*Excerpted text*.
....

A Systematic, Unified DNN Model Compression Framework using ADMM

A fundamental contribution of Yanzhi’s group is a systematic, unified DNN model compression framework (ECCV18, ASPLOS19, ICCV19, AAAI20-1, AAAI20-2, HPCA19, etc.) based on the powerful optimization tool ADMM (Alternating Direction methods of Multipliers). It applies to weight pruning (both non-structured and various types of structured pruning) and weight quantization techniques. We further incorporate multiple enhancements such as progressive framework, multi-rho technique, purification and unused path removal, and automatic hyperparameter determination.

The proposed framework achieves unprecedented model compression rates on representative DNNs and datasets. For non-structured weight pruning alone, we achieve 700X overall weight reduction in LeNet-5, 44X in AlexNet (ImageNet dataset), 34X in VGGNet, and 12X for ResNet-50, with no accuracy loss – 3X to 56X improvement over competing methods (Arxiv). Besides, we achieve a 6X and 4.3X lossless structured pruning on CONV layers of AlexNet and ResNet-50 on ImageNet dataset, respectively. For the first time, we show that fully binarized weight quantization (for all layers) can be lossless in accuracy for MNIST and CIFAR-10 datasets, and full binarization of ResNet on ImageNet dataset is possible (ICML workshop’19). When (non-structured) weight pruning and quantization are combined, we achieve up to 6,635X reduction in weight storage without accuracy loss (Arxiv here), outperforming state-of-art by two orders of magnitude.

....

*Stated task*. Pick up the text on the ADMM-based DNN compression framework after its last sentence and carry it on.

[Items drawn from a data source]
....

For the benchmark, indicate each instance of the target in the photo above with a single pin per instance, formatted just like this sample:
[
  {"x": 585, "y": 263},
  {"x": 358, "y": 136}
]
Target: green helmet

....

*Result below*.
Our most recent results (Arxiv) conduct a comprehensive comparison between non-structured and structured weight pruning, with weight quantization in place. We have a strong conclusion that non-structured weight pruning is not desirable at any hardware platform.

When Compression Meets Compiler — Towards Real-Time Execution of All DNNs on a Mobile Device

Recently, another major contribution has been made (ASPLOS20, AAAI20, ICML19, etc.) based on the ADMM solution framework. The compiler has been identified as the bridge between algorithm-level compression of DNNs and hardware-level acceleration, maintaining the highest possible parallelism degree without accuracy compromise. Using mobile device (embedded CPU/GPU) as an example, we have developed a combination of pattern and connectivity pruning techniques, possessing both flexibility (and high accuracy) and regularity (and then hardware parallelism and acceleration). Accuracy and hardware performance are not a tradeoff anymore. Rather, it is possible for DNN model compression to achieve the best of both non-structured and structured pruning schemes while hiding weaknesses, to be desirable at all of theory, algorithm, compiler, and hardware levels.

Compiler-based code optimization techniques are proposed, such as filter/channel re-order, compact storage format, register-level redundant load elimination, fine-tuning, etc., to fully reap the benefits enabled by pattern and connectivity pruning (ASPLOS20), thereby facilitating real-time acceleration of DNNs. The optimized compiler automatically generates C++ codes for embedded CPU and OpenCL codes for embedded GPU.

For mobile devices, we achieve undoubtfully the fastest in DNN acceleration. For example, we achieve 18.9ms inference time for VGG-16, 26ms for ResNet-50, and 4ms for MobileNet-V2 on a commercial smartphone without accuracy loss (ASPLOS20). The execution time and especially energy efficiency outperform a large number of FPGA and ASIC acceleration works. All DNNs can be potentially be real-time in general-purpose, off-the-shelf mobile devices through our algorithm-compiler-hardware co-design framework.

Video on YOLO-V3 here?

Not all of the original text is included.